> [WHAT NEEDS TO BE DONE]: Repeat every entry below exactly as given.

> [Extracted records]:
------------------------------------------------------------------------
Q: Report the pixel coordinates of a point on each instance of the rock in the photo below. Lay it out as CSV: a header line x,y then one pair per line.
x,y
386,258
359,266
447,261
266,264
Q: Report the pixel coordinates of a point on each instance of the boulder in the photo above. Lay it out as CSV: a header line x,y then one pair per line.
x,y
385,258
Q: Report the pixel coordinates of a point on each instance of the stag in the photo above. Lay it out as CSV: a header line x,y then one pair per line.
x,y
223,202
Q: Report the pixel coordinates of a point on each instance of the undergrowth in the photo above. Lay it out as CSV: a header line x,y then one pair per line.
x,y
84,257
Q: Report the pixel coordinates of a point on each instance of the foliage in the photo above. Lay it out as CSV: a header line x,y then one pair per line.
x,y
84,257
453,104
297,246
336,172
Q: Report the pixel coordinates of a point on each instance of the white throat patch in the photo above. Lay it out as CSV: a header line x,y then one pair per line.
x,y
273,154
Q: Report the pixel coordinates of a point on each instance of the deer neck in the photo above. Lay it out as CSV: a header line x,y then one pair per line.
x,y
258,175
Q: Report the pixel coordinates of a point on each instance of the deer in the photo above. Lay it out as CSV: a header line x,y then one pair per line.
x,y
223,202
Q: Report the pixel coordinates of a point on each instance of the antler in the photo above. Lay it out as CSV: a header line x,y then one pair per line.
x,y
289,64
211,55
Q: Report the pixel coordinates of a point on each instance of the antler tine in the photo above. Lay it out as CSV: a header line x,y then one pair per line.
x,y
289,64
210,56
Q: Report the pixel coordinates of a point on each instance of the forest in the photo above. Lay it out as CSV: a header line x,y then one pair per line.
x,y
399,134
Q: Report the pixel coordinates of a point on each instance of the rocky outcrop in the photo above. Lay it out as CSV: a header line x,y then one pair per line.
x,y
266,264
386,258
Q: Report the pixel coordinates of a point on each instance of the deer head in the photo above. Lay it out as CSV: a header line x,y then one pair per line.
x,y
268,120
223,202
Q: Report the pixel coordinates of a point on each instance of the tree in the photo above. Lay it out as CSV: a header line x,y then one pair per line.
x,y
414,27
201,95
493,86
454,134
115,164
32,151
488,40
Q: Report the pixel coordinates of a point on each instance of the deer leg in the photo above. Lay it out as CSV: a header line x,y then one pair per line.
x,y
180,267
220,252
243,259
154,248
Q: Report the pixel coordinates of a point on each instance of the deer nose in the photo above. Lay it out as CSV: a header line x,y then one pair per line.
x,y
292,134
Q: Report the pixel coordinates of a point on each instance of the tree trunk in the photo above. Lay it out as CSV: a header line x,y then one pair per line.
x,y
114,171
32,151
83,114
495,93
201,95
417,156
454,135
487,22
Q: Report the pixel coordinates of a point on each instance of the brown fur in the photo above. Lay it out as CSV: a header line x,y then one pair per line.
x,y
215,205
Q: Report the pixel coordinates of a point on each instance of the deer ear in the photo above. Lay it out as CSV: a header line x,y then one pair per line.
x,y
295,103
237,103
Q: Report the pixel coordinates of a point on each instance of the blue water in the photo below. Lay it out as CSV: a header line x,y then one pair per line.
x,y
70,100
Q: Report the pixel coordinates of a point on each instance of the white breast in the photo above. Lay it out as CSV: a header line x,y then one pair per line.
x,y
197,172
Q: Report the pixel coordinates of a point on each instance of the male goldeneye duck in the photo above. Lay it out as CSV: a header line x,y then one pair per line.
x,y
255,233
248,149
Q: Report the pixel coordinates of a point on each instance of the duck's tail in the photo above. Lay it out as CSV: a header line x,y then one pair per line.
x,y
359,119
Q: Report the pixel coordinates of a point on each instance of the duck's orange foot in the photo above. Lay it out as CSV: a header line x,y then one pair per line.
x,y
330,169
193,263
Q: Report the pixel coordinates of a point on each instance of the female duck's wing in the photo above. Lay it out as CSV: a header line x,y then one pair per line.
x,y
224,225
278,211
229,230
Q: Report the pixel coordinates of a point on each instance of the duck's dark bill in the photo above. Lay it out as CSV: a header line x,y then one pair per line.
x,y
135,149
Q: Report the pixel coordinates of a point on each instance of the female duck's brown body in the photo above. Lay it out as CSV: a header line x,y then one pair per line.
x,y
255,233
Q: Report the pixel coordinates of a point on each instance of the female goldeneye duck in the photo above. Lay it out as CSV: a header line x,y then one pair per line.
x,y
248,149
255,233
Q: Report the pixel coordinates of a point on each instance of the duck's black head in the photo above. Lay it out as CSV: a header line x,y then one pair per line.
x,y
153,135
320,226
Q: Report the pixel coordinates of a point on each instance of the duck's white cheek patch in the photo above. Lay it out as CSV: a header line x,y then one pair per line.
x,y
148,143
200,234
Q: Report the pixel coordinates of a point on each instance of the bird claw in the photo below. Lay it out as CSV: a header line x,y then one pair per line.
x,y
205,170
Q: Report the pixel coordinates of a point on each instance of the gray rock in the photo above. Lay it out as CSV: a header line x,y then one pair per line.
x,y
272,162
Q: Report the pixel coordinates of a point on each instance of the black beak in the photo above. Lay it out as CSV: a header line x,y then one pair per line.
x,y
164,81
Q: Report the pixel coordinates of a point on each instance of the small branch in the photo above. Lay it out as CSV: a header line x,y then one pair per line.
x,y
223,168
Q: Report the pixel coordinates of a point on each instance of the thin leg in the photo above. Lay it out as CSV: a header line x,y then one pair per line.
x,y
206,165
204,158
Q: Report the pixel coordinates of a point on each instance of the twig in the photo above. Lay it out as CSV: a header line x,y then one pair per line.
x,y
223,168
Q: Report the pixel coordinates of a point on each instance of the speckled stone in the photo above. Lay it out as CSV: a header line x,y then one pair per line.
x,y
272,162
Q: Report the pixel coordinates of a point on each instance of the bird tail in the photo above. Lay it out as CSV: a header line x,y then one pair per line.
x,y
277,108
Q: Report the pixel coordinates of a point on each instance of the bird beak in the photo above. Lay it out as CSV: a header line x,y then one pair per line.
------------------------------------------------------------------------
> [RESULT]:
Q: Report the pixel coordinates of a point on each instance of the rock in the photo below. Lay it out as CSV: a header line x,y then one pair per line.
x,y
386,258
359,266
447,261
266,264
Q: Report the pixel coordinates of a point on each instance of the boulder in the photo above. Lay it out as CSV: a header line x,y then one pair per line.
x,y
385,258
Q: Report the pixel coordinates of a point on each instance of the stag in the photo above. Lay it out as CSV: a header line x,y then one pair per line.
x,y
223,202
Q: Report the pixel coordinates of a point on each instance of the undergrowth in the photo above. Lay it out as CSV: a header line x,y then one pair per line.
x,y
84,257
Q: Report the pixel coordinates of a point on each instance of the foliage in the photo above. Lay it out as CSV: a header line x,y then one pair per line.
x,y
84,257
453,104
297,246
336,172
Q: Report the pixel coordinates of a point on each instance of the white throat patch in the photo above. Lay it out as CSV: a header line x,y then one pair per line.
x,y
273,154
Q: Report the pixel coordinates of a point on each instance of the deer neck in the photo above. Lay it out as CSV: a header line x,y then one pair per line.
x,y
258,175
Q: Report the pixel coordinates of a point on each instance of the deer in the photo above. Lay it out as CSV: a header line x,y then one pair per line.
x,y
223,202
Q: Report the pixel coordinates of a point on each instance of the antler in the photo above. Lay it out as CSV: a header line x,y then one pair per line.
x,y
289,64
211,55
Q: Report the pixel coordinates of a point on each instance of the antler tine in the photo above. Lay it out as CSV: a header line x,y then one pair per line.
x,y
289,64
210,56
Q: Report the pixel coordinates of a point on each instance of the forest in the photo above. Lay it out as CSV: a header line x,y then one pair per line.
x,y
399,134
Q: Report the pixel coordinates of a point on each instance of the rocky outcrop in the photo above. Lay it out as CSV: a header line x,y then one pair per line.
x,y
266,264
386,258
Q: Report the pixel coordinates of a point on each instance of the deer head in the photo above. Lay it out as CSV: a header line x,y then one pair per line.
x,y
268,120
223,202
Q: Report the pixel coordinates of a point on each instance of the tree in the photo above. Lay it out as CSV: a header line x,y then one pair per line.
x,y
414,27
201,95
493,86
454,134
115,164
32,151
488,40
Q: Report the pixel coordinates of a point on each instance of the deer leg in the photo above. Lay it out as CSV: a header line x,y then one pair per line.
x,y
180,267
220,252
243,259
154,248
Q: Report the pixel coordinates of a point on each instance of the deer nose in the photo above. Lay it out as CSV: a header line x,y then one pair per line.
x,y
292,134
Q: Report the pixel coordinates of a point on each instance of the tree trunk in the photo above. Lay it out as CSV: a header line x,y then one pair per line.
x,y
114,171
32,151
83,114
495,93
201,95
417,156
454,135
487,22
Q: Report the pixel coordinates of a point on each instance of the brown fur in the photo above. Lay it out as CSV: a header line x,y then one pair per line.
x,y
215,205
Q: Report the pixel coordinates of a point on each instance of the deer ear in the photo above. Lay it out as CSV: a header line x,y then one pair per line.
x,y
295,103
237,103
Q: Report the pixel coordinates of a point on each instance of the blue water in the photo below. Lay it out as CSV: a header line x,y then one pair per line.
x,y
70,100
Q: Report the pixel coordinates of a point on each instance of the white breast in the photo above. Lay it out as CSV: a header line x,y then one pair per line.
x,y
197,172
Q: Report the pixel coordinates of a point on each instance of the male goldeneye duck in the photo above. Lay it out as CSV: a header line x,y then one pair per line.
x,y
255,233
248,149
Q: Report the pixel coordinates of a point on each instance of the duck's tail in the photo above. Lay it out as CSV: a header line x,y then one pair per line.
x,y
359,119
Q: Report the pixel coordinates of a point on each instance of the duck's orange foot in the photo above. Lay it out as CSV: a header line x,y then one pair per line.
x,y
330,169
193,263
Q: Report the pixel coordinates of a point on each instance of the female duck's wing in the photo above. Lay it out as CSV: a header line x,y then one pair per line.
x,y
224,225
278,211
229,230
Q: Report the pixel coordinates of a point on each instance of the duck's dark bill in the photo above. Lay it out as CSV: a header line x,y then one pair per line.
x,y
135,149
Q: Report the pixel coordinates of a point on each instance of the female duck's brown body in the photo above. Lay it out as CSV: a header line x,y then one pair per line.
x,y
255,233
Q: Report the pixel coordinates of a point on each instance of the female goldeneye duck in the photo above. Lay it out as CSV: a header line x,y then one pair per line.
x,y
248,149
255,233
Q: Report the pixel coordinates of a point on each instance of the duck's black head in the photo above. Lay it out as CSV: a header line x,y then one pair per line.
x,y
153,135
320,226
Q: Report the pixel coordinates of a point on each instance of the duck's white cheek patch in the photo above. Lay it out as CSV: a header line x,y then one pair per line.
x,y
148,143
200,234
Q: Report the pixel coordinates of a point on each instance of the bird claw in the photo below. Lay it out as CSV: a header line x,y then one pair per line.
x,y
205,170
Q: Report the pixel coordinates of a point on each instance of the gray rock in the photo above. Lay it out as CSV: a header line x,y then one pair per line.
x,y
272,162
Q: Report the pixel coordinates of a point on each instance of the black beak in the photo above. Lay it out as CSV: a header line x,y then one pair per line.
x,y
164,81
Q: Report the pixel coordinates of a point on each instance of the small branch in the photo above. Lay it out as CSV: a header line x,y then one pair per line.
x,y
223,168
Q: Report the pixel coordinates of a point on each instance of the thin leg in the photo above. Lay it out as CSV: a header line x,y then one pair per line.
x,y
206,165
204,158
Q: Report the pixel coordinates of a point on each instance of the twig in the photo above. Lay it out as CSV: a header line x,y then one pair per line.
x,y
223,168
Q: Report the pixel coordinates of a point on each instance of the speckled stone in the photo above. Lay it out as CSV: a header line x,y then one pair per line.
x,y
272,162
Q: Report the pixel coordinates of a point on each instance of the bird tail in the photo above. Lay it out as CSV: a header line x,y then one pair per line.
x,y
277,108
Q: Report the pixel coordinates of a point on each instance of the bird beak in the photo above. Lay it out as CSV: a header line x,y then one pair per line.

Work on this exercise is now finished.